Extracted text |
When cache operations (put, delete, update, etc.) occur on a Nebulex cache, events are emitted. A Nebulex stream provides a named logical channel where these events are published. Processes can subscribe to the stream to receive events and react to them in real-time.

Key Features

  • Real-time Events - React to cache operations as they happen, enabling event-driven architectures.
  • Partitioned Streams - Scale event processing across multiple independent processes for high-volume scenarios.
  • Event Filtering - Subscribe to specific event types (inserted, updated, deleted, expired, evicted) to reduce processing overhead.
  • Distributed by Design - Built on Phoenix.PubSub for seamless cluster-wide event distribution.
  • Telemetry Integration - Comprehensive observability for monitoring streams and debugging.

When to Use Streams

Streams are useful when you need to:

  • React to cache changes: Invalidate related caches or trigger workflows when data changes.
  • Monitor cache activity: Track cache hit rates, event volumes, or performance.
  • Keep data in sync: Ensure consistency across multiple cache instances or systems-of-record in distributed scenarios.
  • Implement cache invalidation patterns: Propagate cache updates to databases or other systems.
  • Build event-driven features: React to data mutations for notifications, analytics, or state updates.

Core Concepts

  • Stream: A named, logical channel for events from a specific cache.
  • Event: A representation of a cache operation (insert, update, delete, expire, evict).
  • Topic: An internal PubSub topic routing events to subscribers.
  • Partition: A subdivision of the stream for parallel, concurrent processing.
  • Subscriber: A process that receives and handles events from a stream.

Event Types

Cache entry events (Nebulex.Event.CacheEntryEvent) represent different operations on cache entries:

  • :inserted - A new cache entry was created (e.g., first put).
  • :updated - An existing cache entry was modified (e.g., put overwrites value).
  • :deleted - A cache entry was explicitly removed (e.g., delete).
  • :expired - A cache entry reached its TTL (if supported by adapter).
  • :evicted - A cache entry was removed due to capacity limits or eviction policy.

Getting Started

Step 1: Add Streaming to Your Cache

Extend your Nebulex cache with streaming capabilities:

defmodule MyApp.Cache do
  use Nebulex.Cache,
    otp_app: :my_app,
    adapter: Nebulex.Adapters.Local

  use Nebulex.Streams
end

Step 2: Start the Stream Server

Add the stream server to your application's supervision tree. The stream server must be started after the cache:

# lib/my_app/application.ex
def start(_type, _args) do
  children = [
    MyApp.Cache,
    {Nebulex.Streams, cache: MyApp.Cache}
  ]

  opts = [strategy: :rest_for_one, name: MyApp.Supervisor]
  Supervisor.start_link(children, opts)
end

Step 3: Create an Event Handler

Implement a GenServer that subscribes to cache events:

defmodule MyApp.EventHandler do
  use GenServer

  def start_link(_) do
    GenServer.start_link(__MODULE__, nil)

Entries shown |

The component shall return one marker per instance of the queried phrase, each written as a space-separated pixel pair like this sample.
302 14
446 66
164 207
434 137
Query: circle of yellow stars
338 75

Written tasks |
1. Reproduce the Nebulex streams text word for word, starting with "# lib/my_app/application.ex" and going on through "Supervisor.start_link(children, opts)".
2. Write the next part of the Nebulex streams text, picking up right after its last line.

Outputs by task |
1.
# lib/my_app/application.ex
def start(_type, _args) do
  children = [
    MyApp.Cache,
    {Nebulex.Streams, cache: MyApp.Cache}
  ]

  opts = [strategy: :rest_for_one, name: MyApp.Supervisor]
  Supervisor.start_link(children, opts)

2.
  end

  def init(_) do
    # Subscribe to all cache events
    :ok = MyApp.Cache.subscribe()
    {:ok, nil}
  end

  def handle_info(%Nebulex.Event.CacheEntryEvent{} = event, state) do
    # Process the event
    case event.type do
      :inserted -> handle_insert(event)
      :updated -> handle_update(event)
      :deleted -> handle_delete(event)
      _ -> :ok
    end

    {:noreply, state}
  end

  defp handle_insert(%{target: {:key, key}}) do
    IO.puts("Cache insert: #{key}")
  end

  defp handle_update(%{target: {:key, key}}) do
    IO.puts("Cache update: #{key}")
  end

  defp handle_delete(%{target: {:key, key}}) do
    IO.puts("Cache delete: #{key}")
  end
end

Step 4: Start the Event Handler

Add your event handler to the supervision tree:

def start(_type, _args) do
  children = [
    MyApp.Cache,
    {Nebulex.Streams, cache: MyApp.Cache},
    MyApp.EventHandler
  ]

  opts = [strategy: :rest_for_one, name: MyApp.Supervisor]
  Supervisor.start_link(children, opts)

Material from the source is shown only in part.